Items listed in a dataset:
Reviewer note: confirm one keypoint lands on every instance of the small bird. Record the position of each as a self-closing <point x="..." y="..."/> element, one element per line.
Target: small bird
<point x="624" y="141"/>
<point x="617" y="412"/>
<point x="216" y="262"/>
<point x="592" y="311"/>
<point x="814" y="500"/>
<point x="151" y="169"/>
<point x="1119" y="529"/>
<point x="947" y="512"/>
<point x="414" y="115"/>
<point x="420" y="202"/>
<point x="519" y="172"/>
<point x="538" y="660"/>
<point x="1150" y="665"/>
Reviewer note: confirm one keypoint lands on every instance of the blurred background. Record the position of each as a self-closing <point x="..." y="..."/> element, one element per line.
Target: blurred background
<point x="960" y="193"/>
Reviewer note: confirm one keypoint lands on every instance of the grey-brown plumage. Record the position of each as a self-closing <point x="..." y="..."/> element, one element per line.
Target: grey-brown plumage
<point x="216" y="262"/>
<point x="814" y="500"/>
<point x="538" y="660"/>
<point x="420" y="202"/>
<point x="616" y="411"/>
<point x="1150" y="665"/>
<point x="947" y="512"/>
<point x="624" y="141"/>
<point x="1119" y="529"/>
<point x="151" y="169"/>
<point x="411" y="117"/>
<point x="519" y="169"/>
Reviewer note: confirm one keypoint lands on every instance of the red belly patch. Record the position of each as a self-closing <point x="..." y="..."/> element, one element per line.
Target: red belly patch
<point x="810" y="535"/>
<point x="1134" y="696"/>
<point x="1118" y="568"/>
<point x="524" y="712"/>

Task description >>
Update the records from the line holding "the red belly" through the end of the records, inclusive, by changing every "red belly patch" to "crimson belly patch". Write those lines out again with nothing else altered.

Exercise solution >>
Reviewer note: confirm one keypoint lands on every instance of the crimson belly patch. Record the position of each as a self-closing <point x="..." y="..."/> element, one element per line.
Target: crimson belly patch
<point x="810" y="535"/>
<point x="1134" y="696"/>
<point x="1118" y="568"/>
<point x="524" y="712"/>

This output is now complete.